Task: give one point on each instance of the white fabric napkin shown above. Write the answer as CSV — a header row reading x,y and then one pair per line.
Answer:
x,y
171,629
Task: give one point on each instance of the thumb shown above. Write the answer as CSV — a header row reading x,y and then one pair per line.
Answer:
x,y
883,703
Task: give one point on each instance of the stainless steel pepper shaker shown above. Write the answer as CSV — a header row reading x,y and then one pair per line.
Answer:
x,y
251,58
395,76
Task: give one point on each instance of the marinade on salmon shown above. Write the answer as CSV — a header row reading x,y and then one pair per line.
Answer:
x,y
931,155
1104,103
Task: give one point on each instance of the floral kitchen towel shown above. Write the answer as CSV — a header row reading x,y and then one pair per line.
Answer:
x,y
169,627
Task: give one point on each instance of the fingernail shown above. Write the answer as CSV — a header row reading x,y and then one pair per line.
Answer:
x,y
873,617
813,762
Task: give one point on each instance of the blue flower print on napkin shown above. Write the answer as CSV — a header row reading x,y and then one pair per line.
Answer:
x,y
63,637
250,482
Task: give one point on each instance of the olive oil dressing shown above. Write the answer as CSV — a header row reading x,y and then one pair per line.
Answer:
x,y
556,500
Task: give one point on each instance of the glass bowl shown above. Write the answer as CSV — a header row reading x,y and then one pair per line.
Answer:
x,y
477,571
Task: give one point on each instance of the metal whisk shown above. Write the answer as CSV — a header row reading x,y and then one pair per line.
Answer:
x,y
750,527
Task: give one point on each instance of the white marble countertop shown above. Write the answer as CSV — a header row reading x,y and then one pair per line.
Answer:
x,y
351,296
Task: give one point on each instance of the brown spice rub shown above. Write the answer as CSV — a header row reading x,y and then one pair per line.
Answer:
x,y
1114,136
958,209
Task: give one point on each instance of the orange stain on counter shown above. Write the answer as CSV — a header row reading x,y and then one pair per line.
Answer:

> **TASK TO COMPLETE**: In the entries above, take the line containing "Task: give one point on each instance of the metal" and each later line through the last, and repeat them exactly. Output nothing else.

> **SOLVED EXERCISE**:
Task: give one point on each instance of the metal whisk shown above. Write the answer as CSV — a header row reading x,y and then one pair per line.
Answer:
x,y
750,527
Task: give one point on each instance of the white marble countertop shown above. Write the answer as CSV — a header row reading x,y and then one pair per line.
Answer:
x,y
351,296
Task: give one point on each instance of the brown spice rub shown above. Write the answer as CSV — a header row reading x,y and then one pair per line.
Answer:
x,y
1114,136
958,209
Task: give one point on each instance of the orange stain on counter shown above. Write the answer as CSV — a header row reading x,y and then one pair per line.
Answer:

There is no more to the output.